### [TASK 1]
In the article on Spain's stance on the Iran war, how many aircraft did the US move out of the Rota and Moron bases?
### [TASK 2]
Carry the article on Spain's stance on the Iran war forward from its final sentence.

### [TEXT PROVIDED]
=== Begin Enclosure ===

Spanish Prime Minister Pedro Sanchez, one of the few left-wing leaders in Europe to condemn the US-Israel attack on Iran as “unjustifiable” and “dangerous”, said in a televised nationwide address on Wednesday that Spain’s position was “no to the war”.
“This is how humanity’s great disasters start … The world cannot solve its problems with conflicts and bombs.”
His position cements Spain’s status as an outlier in Europe; Madrid has been one of the few European nations to consistently condemn Israel’s genocidal war on Gaza.
At the Patron Bar in Malasana, Madrid, Gema Tamarit watched Sanchez’s address on the television in the restaurant, which turned up the volume.
“That Trump is mad. We are not afraid of him. Good for Sanchez for sticking up to him. Some more leaders in Europe should do the same,” said Tamarit, 53, a software engineer. “Of course, Iran is an awful regime, but is this the way to change things, by going to war like this?”
A series of opinion polls suggests that more than half of Spaniards oppose Trump’s foreign policy.
According to a poll published by Eurobazuka in February, 53 percent said they opposed the US president’s policies, the third highest group by nationality after the French and Belgians, with 57 percent and 62 percent, respectively.
In another poll published in January, nearly 60 percent of Spaniards said they disagreed with the US president’s operation to arrest the former Venezuelan President Nicolas Maduro, according to a survey published by GESOP for Prensa Iberica media group.
The Eurobazuka poll said 48 percent of Europeans considered Trump to be “an enemy of Europe”, compared with 10 percent who believed he was an ally.
Trump’s trade threat
Analysts said the US may not be able to inflict much commercial damage on Spain, as it is part of the European Union.
Last month, the US Supreme Court declared Trump’s threat to impose a range of tariffs worldwide as illegal.
Victor Burguete, an expert in trade and economics at the Barcelona Centre for International Affairs think tank, said the only way Trump could act against Spain would be to prove the US faced a situation of national emergency.
“It is not likely that he can prove acting against Spain is a national emergency,” he told Al Jazeera. “I think this is more a threat than a real possibility of ending trade with Spain.
The dispute erupted when the US relocated 15 aircraft, including refuelling tankers, from the Rota and Moron military bases in southern Spain on Monday after the country’s socialist government said it would not allow them to be used to attack Iran.

=== End Enclosure ===

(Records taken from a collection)
=== Begin Enclosure ===

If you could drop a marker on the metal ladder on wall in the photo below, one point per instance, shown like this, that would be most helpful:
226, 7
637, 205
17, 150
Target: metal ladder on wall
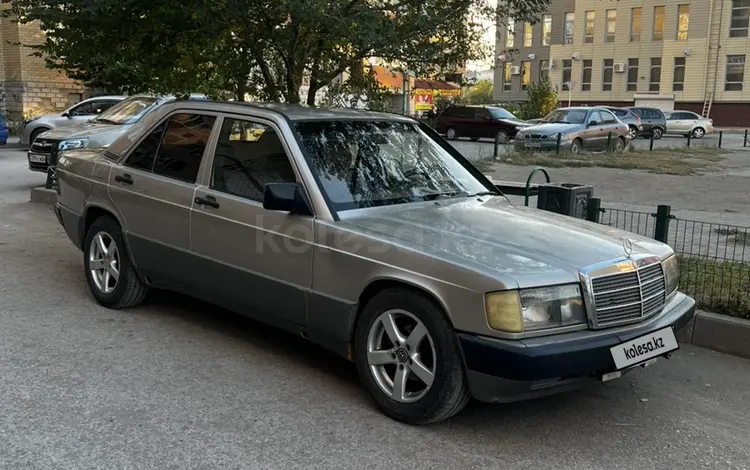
714, 49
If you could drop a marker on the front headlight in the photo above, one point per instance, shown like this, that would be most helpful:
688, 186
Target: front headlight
72, 144
671, 273
535, 309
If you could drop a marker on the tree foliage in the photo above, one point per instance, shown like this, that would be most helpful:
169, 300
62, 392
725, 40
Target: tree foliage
260, 48
542, 99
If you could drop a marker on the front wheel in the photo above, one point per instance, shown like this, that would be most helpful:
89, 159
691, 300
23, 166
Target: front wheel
110, 275
409, 359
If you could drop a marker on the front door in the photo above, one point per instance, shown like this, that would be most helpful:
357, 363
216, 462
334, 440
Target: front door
154, 191
252, 260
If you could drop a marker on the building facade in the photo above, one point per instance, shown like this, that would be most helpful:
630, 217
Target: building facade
27, 86
691, 53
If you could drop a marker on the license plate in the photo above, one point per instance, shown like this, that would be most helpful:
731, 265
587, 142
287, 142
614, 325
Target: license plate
644, 348
35, 158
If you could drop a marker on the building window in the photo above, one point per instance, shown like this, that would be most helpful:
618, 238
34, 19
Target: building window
683, 21
567, 68
659, 15
632, 84
586, 80
655, 77
611, 25
607, 75
740, 19
590, 26
735, 73
546, 30
570, 26
525, 75
635, 24
678, 78
507, 76
528, 35
510, 34
544, 70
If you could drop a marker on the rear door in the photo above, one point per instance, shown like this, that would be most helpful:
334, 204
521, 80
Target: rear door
154, 189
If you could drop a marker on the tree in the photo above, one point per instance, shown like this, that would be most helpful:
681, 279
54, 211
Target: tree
481, 93
258, 47
542, 99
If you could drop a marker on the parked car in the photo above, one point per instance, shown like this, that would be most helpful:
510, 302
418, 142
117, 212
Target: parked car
579, 128
476, 122
653, 121
76, 114
95, 133
689, 123
366, 233
4, 131
631, 119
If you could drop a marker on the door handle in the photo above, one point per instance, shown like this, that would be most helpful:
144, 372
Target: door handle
209, 201
124, 179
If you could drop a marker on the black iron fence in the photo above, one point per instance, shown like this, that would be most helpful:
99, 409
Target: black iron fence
714, 258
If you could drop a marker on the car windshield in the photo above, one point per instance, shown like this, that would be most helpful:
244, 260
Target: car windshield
568, 116
376, 163
128, 111
501, 113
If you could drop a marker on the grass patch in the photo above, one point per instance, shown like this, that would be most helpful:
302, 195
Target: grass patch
717, 286
672, 161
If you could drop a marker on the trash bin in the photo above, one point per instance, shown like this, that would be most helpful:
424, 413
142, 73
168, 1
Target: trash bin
565, 198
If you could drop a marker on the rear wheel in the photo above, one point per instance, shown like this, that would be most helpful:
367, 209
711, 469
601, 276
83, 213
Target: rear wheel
409, 359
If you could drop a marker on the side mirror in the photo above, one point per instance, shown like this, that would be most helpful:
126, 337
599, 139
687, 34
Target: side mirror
285, 197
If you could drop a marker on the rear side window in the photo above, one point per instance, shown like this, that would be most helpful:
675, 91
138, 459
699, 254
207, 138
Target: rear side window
182, 146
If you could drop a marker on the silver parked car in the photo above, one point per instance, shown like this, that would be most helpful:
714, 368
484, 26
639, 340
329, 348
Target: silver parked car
688, 123
369, 235
76, 114
578, 128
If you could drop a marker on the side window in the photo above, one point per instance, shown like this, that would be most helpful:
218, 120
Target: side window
248, 156
182, 146
144, 156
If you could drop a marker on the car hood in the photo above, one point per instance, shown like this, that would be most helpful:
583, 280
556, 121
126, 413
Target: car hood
553, 128
500, 239
100, 135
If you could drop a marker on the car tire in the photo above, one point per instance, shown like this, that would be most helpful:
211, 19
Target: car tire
502, 137
381, 360
576, 146
35, 134
116, 291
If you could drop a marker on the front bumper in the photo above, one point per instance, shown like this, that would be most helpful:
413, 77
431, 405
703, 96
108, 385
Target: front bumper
512, 370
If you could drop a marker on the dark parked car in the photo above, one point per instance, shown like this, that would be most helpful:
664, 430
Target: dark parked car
653, 121
476, 122
631, 119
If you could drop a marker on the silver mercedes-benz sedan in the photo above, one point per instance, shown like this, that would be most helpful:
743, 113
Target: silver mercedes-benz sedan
369, 235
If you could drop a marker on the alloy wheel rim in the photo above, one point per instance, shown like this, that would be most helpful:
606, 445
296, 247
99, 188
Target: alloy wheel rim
401, 356
104, 262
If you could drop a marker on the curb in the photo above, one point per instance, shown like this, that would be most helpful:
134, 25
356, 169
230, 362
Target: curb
720, 333
43, 195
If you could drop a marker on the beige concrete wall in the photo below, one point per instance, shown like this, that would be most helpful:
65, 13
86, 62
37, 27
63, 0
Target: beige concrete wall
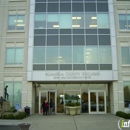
15, 73
123, 39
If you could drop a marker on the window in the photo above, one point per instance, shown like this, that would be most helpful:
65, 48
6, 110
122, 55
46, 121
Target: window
65, 54
16, 22
14, 55
53, 21
124, 21
14, 91
65, 21
126, 93
105, 55
38, 55
125, 54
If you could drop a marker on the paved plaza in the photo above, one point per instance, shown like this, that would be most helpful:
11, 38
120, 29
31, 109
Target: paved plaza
67, 122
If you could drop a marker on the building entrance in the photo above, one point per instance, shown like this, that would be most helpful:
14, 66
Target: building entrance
48, 95
94, 98
97, 102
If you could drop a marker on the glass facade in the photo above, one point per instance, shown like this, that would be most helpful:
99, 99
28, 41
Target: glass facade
126, 94
72, 33
14, 92
16, 22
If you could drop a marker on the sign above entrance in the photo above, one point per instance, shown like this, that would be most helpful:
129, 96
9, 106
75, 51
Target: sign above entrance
72, 75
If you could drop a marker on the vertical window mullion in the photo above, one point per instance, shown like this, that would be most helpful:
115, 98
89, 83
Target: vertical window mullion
14, 55
16, 22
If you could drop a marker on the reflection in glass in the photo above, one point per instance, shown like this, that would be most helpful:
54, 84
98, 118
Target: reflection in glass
126, 94
128, 20
78, 54
52, 21
105, 54
40, 20
93, 104
65, 20
14, 91
72, 96
103, 20
77, 20
122, 21
90, 20
125, 53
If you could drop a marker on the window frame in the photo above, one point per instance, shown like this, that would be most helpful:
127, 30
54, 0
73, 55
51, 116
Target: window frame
126, 20
16, 27
121, 54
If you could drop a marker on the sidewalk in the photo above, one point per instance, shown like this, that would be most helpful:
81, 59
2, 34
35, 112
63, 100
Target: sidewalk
67, 122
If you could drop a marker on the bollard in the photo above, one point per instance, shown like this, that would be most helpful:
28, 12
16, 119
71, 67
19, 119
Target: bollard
24, 126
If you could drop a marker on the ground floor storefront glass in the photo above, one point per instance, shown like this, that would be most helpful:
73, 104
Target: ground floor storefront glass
94, 98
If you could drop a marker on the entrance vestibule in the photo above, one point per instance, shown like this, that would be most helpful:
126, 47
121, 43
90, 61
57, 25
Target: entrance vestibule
92, 97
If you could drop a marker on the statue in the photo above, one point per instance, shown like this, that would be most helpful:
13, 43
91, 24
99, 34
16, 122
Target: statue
6, 94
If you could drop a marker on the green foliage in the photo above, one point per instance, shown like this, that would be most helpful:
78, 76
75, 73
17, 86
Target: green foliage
77, 104
123, 114
10, 116
4, 116
12, 109
17, 116
20, 115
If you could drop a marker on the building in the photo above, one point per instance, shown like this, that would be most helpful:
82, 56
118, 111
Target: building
66, 50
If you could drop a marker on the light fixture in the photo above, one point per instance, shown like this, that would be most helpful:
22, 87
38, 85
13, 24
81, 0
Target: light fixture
61, 95
56, 26
92, 26
59, 57
79, 96
76, 26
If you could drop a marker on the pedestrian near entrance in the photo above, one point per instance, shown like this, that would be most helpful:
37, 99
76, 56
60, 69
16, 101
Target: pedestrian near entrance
51, 106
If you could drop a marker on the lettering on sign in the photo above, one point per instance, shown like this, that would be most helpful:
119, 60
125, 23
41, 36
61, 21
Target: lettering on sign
75, 75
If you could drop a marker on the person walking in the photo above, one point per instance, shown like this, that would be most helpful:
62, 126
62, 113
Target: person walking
51, 106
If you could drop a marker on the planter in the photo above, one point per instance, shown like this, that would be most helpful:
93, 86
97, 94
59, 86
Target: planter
72, 110
78, 110
67, 110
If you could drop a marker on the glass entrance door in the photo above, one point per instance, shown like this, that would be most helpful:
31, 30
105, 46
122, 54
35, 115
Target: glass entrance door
97, 102
48, 95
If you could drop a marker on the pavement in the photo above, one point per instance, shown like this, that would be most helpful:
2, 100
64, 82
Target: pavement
67, 122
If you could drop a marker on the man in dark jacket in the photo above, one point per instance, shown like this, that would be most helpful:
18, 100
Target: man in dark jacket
1, 101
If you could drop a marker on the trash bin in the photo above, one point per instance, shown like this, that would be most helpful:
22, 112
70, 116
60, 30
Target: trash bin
27, 110
24, 126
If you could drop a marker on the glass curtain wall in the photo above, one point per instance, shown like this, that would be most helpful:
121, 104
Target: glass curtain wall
14, 92
77, 93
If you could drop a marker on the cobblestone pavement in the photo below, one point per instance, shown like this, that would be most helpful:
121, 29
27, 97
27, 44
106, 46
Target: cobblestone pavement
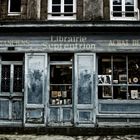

=== End Enclosure ===

### [ANSWER 1]
Fifteen, including refueling tankers.

### [ANSWER 2]
Trump has also referred to Spain’s refusal to raise spending on NATO from 2 to 5 percent of gross domestic product, saying “Spain has absolutely nothing that we need.”
Sanchez has provoked Trump’s anger with policies including refusing to let vessels transporting weapons to Israel dock in Spain and condemning Israel’s genocide in Gaza. Spain was among the first European nations to recognise a State of Palestine in 2024, along with Ireland, Slovenia and Norway.
“Trump is just angry because Spain has refused to raise NATO spending and condemned the technology companies connected with social media. And done this publicly,” said Burguete.
Spain last month announced it was considering banning children under 16 from accessing social media, and was studying legal action against Grok, Instagram and TikTok.
Bruguete said he believed Sanchez took this stance against the war because he opposed the “strongman politics” of Trump, but also because it played well domestically before the general elections next year.
“There is no doubt that the foreign policy of Trump is not popular in Spain,” he added.
Spain is the world’s top exporter of olive oil and sells auto parts, steel and chemicals to the US, but is less vulnerable to Trump’s threats of economic punishment than other European nations.
The US had a trade surplus with Spain for the fourth year in a row in 2025, at $4.8bn, according to US Census Bureau Data, with US exports of $26.1bn and imports of $21.3bn.
The EU said on Wednesday it expected the US to abide by a trade deal with the EU, was “ready to act” to safeguard its interests, and stood in “full solidarity” with member states, but did not name Spain.